_Required task_: Copy the debate transcript starting at "European Union (Withdrawal)" and ending at "8 months ago)", substituting "Ministry" for each "Department".

_Text segment_:
"""

European Union (Withdrawal) Bill Debate
Full Debate: Read Full DebateLord Hope of Craighead
Main Page: Lord Hope of Craighead (Crossbench - Life peer)Department Debates - View all Lord Hope of Craighead's debates with the Department for Exiting the European Union
(6 years, 8 months ago)
Lords ChamberMy Lords, I declare an interest as chair of the Hansard Society, whose work on delegated legislation will be known to many noble Lords. I will be brief in dealing with what is essentially a simple procedural proposal.
The issue is delegated legislation. This has already been the focus of a lot of debate, much of which has consisted of expressions of anxiety about the likely number of instruments; about the range of the powers that they confer; about timing; and about Parliament’s ability to conduct proper scrutiny. There are varying estimates of the number of SIs that the Bill will produce. The noble Lord, Lord Callanan, said in his letter of 20 February that it will be between 800 and 1,000. Our own EU Justice Sub-Committee thinks it may be 5,000, as the noble Earl, Lord Kinnoull, noted on Monday. What is clear is that the number will be very large. The noble Lord, Lord Callanan, estimates that 20% to 30% of those SIs will trigger the affirmative procedure. That estimate is no doubt based on the rules for categorisation set out in the Bill, and will certainly prove to be an underestimate once the sifting committees get to work.

"""

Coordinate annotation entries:
"""

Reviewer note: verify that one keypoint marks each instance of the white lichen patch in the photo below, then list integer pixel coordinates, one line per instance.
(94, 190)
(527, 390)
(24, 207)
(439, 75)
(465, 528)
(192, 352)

"""

_Final answer_:
European Union (Withdrawal) Bill Debate
Full Debate: Read Full DebateLord Hope of Craighead
Main Page: Lord Hope of Craighead (Crossbench - Life peer)Ministry Debates - View all Lord Hope of Craighead's debates with the Ministry for Exiting the European Union
(6 years, 8 months ago)